*Stored data entries*:
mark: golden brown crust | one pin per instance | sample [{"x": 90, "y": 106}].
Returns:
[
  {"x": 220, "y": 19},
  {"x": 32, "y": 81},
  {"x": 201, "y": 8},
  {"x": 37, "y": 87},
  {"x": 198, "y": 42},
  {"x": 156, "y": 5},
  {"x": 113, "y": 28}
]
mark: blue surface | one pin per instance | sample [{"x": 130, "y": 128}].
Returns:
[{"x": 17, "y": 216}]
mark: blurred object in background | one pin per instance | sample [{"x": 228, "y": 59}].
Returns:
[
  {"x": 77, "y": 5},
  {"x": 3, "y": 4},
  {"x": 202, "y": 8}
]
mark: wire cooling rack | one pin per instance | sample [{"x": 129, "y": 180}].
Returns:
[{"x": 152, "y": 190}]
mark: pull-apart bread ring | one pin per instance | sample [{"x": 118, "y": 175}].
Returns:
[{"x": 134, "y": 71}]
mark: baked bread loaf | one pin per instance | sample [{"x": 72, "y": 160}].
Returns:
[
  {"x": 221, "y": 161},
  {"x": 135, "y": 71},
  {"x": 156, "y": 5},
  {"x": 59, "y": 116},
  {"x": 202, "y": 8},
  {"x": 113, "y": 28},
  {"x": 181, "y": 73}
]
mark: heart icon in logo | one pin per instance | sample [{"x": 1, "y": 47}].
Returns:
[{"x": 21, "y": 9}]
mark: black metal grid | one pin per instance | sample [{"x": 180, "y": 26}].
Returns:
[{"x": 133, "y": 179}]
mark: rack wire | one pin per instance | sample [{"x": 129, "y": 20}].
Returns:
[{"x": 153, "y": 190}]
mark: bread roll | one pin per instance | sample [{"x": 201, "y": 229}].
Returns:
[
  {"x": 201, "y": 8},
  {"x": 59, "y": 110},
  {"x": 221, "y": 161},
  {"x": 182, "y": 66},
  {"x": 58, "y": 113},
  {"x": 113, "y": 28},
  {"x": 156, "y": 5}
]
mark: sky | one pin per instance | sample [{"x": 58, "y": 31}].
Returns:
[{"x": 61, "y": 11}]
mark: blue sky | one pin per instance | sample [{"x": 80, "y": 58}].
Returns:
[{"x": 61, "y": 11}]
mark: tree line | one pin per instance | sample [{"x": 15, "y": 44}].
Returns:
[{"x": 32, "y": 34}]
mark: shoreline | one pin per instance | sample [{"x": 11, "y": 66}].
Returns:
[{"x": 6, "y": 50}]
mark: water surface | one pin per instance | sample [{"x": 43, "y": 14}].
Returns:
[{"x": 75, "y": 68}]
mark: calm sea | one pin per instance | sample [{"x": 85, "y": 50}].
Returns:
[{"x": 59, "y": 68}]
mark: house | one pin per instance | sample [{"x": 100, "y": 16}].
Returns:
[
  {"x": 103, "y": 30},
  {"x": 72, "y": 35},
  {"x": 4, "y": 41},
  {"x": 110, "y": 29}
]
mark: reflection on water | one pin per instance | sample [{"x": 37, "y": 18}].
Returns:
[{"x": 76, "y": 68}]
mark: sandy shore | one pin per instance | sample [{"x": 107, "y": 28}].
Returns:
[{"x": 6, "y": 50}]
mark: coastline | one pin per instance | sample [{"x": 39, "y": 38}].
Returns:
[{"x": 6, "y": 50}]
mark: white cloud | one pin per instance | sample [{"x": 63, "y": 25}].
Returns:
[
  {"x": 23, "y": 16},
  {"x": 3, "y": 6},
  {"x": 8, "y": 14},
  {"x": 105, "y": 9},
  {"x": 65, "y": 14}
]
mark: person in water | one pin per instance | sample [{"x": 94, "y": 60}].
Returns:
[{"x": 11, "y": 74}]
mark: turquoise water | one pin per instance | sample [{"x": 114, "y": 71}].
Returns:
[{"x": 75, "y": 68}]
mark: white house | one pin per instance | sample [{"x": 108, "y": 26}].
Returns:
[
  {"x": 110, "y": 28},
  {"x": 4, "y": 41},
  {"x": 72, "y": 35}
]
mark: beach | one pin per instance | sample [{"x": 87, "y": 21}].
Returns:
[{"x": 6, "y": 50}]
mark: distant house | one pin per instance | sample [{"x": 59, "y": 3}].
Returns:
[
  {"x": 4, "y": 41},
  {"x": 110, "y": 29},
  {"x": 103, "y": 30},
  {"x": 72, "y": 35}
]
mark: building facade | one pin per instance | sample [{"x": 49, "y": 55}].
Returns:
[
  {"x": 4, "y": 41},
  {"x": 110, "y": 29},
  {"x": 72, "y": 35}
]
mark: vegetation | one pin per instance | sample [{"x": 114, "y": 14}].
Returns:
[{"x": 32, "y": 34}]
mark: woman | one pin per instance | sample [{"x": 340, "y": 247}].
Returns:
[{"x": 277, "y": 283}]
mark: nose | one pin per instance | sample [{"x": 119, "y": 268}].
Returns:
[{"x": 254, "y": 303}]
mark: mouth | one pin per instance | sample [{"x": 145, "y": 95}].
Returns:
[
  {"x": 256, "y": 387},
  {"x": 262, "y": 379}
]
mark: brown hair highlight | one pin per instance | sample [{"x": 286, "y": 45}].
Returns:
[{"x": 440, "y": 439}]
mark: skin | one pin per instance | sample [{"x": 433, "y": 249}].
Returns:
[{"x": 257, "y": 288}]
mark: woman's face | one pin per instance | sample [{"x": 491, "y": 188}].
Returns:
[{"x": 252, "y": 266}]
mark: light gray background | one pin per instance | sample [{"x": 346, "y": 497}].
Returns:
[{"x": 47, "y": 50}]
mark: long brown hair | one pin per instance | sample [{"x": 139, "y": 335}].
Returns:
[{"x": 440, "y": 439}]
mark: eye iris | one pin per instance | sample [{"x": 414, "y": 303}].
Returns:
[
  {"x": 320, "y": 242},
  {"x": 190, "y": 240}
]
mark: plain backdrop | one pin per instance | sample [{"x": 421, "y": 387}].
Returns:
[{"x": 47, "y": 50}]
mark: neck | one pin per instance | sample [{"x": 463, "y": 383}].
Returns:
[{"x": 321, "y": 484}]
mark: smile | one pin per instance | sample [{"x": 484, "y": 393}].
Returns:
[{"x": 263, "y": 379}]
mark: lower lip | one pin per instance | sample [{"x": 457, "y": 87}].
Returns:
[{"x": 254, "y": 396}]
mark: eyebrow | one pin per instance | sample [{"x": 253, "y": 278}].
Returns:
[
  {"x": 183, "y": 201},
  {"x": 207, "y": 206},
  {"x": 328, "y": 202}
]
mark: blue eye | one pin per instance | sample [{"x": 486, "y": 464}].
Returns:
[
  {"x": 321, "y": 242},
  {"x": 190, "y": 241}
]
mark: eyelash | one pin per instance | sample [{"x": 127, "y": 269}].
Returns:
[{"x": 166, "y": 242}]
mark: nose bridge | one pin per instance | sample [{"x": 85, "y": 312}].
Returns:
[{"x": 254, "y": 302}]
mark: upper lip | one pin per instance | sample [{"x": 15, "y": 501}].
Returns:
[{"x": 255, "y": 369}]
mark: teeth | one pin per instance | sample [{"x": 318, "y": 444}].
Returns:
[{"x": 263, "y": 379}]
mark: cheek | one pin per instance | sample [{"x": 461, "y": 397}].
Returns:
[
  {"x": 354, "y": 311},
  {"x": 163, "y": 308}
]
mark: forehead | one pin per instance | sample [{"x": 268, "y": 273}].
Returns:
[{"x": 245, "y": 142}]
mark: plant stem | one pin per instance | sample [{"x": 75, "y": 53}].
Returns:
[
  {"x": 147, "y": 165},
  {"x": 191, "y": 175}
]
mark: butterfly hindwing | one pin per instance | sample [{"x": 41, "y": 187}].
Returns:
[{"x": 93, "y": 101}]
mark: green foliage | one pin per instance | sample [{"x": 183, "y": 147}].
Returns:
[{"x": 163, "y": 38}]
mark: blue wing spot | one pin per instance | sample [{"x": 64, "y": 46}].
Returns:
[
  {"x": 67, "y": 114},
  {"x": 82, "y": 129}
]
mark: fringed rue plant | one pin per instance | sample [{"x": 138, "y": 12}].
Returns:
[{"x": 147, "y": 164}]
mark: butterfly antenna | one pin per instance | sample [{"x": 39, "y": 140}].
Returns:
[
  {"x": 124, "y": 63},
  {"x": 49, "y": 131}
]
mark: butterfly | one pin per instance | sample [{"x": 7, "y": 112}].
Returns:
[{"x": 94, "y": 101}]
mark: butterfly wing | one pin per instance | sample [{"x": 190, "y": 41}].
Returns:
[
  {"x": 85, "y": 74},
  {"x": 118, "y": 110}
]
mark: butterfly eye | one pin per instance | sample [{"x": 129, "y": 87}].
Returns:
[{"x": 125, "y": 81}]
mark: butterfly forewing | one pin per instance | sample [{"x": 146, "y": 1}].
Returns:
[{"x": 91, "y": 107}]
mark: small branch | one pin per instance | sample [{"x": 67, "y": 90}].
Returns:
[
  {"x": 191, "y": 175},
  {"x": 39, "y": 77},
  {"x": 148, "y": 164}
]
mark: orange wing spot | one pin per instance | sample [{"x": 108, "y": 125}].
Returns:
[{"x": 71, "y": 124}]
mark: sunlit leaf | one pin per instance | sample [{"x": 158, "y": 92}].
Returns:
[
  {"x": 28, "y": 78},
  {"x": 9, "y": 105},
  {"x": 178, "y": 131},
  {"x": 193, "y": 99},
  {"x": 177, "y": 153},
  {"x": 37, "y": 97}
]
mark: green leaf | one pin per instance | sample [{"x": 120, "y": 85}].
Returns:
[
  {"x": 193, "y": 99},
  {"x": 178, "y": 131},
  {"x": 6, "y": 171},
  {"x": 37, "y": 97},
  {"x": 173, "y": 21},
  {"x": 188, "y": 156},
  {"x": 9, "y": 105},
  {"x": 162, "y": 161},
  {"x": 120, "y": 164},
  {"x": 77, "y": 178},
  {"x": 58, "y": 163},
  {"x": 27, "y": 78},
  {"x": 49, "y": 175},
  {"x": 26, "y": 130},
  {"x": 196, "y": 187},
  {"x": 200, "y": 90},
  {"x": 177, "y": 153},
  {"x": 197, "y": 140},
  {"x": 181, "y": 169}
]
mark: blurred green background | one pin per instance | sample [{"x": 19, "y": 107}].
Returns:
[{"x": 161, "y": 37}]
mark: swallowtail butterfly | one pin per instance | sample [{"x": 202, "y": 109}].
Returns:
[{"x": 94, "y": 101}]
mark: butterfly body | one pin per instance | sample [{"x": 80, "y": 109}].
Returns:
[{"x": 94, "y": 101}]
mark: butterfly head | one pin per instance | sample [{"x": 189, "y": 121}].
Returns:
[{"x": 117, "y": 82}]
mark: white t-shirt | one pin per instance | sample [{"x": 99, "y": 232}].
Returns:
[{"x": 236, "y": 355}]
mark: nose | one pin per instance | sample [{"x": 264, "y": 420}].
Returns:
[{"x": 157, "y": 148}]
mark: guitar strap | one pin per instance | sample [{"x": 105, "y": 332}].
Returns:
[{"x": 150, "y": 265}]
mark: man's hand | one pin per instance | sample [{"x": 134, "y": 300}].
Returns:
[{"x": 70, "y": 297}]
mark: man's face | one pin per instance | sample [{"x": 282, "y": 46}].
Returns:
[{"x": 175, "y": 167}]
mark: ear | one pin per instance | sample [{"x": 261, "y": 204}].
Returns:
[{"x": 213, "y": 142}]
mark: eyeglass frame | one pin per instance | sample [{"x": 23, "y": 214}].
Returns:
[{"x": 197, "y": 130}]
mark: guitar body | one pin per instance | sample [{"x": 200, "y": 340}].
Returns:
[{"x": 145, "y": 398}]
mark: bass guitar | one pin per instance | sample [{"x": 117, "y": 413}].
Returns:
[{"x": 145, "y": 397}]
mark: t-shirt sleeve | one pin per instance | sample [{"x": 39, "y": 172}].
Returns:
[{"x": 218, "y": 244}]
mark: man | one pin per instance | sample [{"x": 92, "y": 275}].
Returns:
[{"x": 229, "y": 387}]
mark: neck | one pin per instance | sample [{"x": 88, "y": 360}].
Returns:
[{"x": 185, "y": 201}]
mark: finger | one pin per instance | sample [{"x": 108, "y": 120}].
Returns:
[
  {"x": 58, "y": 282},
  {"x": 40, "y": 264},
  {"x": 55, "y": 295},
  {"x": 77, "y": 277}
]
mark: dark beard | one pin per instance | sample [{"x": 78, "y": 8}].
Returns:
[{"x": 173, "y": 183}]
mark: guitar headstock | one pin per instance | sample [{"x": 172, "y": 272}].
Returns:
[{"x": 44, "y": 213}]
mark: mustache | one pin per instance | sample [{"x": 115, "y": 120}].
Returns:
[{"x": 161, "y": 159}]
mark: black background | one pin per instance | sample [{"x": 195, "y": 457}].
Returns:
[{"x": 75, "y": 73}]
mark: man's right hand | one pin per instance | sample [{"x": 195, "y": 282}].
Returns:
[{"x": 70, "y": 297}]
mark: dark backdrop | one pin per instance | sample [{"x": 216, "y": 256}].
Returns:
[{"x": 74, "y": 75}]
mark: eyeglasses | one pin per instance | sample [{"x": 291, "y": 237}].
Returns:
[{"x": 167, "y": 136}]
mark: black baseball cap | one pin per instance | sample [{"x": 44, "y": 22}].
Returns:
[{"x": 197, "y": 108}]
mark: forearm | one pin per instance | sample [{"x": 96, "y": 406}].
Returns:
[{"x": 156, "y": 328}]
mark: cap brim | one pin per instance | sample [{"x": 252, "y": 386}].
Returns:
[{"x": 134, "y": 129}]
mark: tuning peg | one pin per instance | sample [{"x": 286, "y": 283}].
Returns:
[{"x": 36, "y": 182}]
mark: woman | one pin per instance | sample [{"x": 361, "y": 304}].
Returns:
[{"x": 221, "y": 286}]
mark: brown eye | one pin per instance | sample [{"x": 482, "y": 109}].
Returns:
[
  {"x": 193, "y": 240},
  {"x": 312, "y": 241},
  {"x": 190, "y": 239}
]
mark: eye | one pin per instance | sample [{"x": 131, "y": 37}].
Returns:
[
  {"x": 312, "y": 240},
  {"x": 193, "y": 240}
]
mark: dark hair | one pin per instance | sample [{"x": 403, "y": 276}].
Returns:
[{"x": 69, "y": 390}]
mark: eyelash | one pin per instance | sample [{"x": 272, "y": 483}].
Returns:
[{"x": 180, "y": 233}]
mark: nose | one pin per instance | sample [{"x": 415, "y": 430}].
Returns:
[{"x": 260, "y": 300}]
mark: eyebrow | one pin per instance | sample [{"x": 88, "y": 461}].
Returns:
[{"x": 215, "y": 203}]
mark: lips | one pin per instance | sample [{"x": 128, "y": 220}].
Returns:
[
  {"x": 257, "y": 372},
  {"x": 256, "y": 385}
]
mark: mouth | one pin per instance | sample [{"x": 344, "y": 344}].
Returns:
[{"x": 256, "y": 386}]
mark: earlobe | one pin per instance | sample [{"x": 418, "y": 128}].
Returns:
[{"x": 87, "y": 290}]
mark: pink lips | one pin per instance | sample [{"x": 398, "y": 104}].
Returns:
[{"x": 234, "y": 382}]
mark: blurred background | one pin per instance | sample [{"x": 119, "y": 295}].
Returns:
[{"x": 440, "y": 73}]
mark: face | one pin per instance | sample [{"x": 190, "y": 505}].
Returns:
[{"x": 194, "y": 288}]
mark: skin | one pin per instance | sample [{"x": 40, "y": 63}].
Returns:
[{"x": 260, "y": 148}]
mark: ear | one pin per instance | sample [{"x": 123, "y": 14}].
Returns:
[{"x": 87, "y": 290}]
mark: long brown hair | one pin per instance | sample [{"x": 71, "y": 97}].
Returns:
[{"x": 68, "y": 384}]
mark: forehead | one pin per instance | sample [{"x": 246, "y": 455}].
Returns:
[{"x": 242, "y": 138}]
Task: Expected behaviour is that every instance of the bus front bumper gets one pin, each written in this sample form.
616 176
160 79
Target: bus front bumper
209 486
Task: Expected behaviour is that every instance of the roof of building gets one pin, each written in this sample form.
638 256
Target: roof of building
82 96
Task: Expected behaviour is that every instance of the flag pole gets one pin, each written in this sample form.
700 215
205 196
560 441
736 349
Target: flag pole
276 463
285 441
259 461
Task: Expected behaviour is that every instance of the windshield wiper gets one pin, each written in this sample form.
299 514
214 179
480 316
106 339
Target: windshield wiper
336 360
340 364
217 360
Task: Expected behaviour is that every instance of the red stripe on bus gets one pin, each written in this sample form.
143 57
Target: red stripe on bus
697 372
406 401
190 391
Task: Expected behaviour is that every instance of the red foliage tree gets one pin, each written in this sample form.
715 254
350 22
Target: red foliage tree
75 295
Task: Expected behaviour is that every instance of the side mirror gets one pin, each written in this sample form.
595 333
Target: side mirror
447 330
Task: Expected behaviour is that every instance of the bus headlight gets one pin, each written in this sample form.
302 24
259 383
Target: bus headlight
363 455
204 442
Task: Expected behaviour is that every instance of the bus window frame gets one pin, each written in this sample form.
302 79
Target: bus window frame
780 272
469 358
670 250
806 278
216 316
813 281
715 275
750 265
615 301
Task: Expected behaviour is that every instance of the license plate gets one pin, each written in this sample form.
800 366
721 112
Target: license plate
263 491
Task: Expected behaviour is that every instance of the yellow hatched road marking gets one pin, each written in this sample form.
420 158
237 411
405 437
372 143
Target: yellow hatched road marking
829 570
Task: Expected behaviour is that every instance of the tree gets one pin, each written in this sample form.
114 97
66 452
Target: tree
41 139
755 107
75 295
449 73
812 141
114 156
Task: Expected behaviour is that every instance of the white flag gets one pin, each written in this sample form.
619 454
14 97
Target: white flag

*Exercise*: Which lines belong in the answer? Exactly those from the first line of the entries through the line holding "mark: heart icon", inclusive, copied unchanged.

*Answer to this exercise*:
mark: golden brown crust | one pin per instance | sample [{"x": 90, "y": 106}].
Returns:
[
  {"x": 220, "y": 19},
  {"x": 32, "y": 81},
  {"x": 201, "y": 8},
  {"x": 37, "y": 87},
  {"x": 198, "y": 42},
  {"x": 156, "y": 5},
  {"x": 113, "y": 28}
]
mark: blue surface | one pin per instance | sample [{"x": 130, "y": 128}].
Returns:
[{"x": 17, "y": 216}]
mark: blurred object in background | one pin per instance | sample [{"x": 228, "y": 59}].
Returns:
[
  {"x": 77, "y": 5},
  {"x": 3, "y": 4},
  {"x": 202, "y": 8}
]
mark: wire cooling rack | one pin per instance | sample [{"x": 129, "y": 180}].
Returns:
[{"x": 152, "y": 190}]
mark: pull-apart bread ring | one pin per instance | sample [{"x": 118, "y": 175}].
Returns:
[{"x": 134, "y": 71}]
mark: baked bread loaf | one pin per instance | sample [{"x": 72, "y": 160}].
Returns:
[
  {"x": 221, "y": 161},
  {"x": 135, "y": 71},
  {"x": 156, "y": 5},
  {"x": 59, "y": 116},
  {"x": 202, "y": 8},
  {"x": 113, "y": 28},
  {"x": 181, "y": 73}
]
mark: heart icon in logo | one pin per instance | sample [{"x": 1, "y": 47}].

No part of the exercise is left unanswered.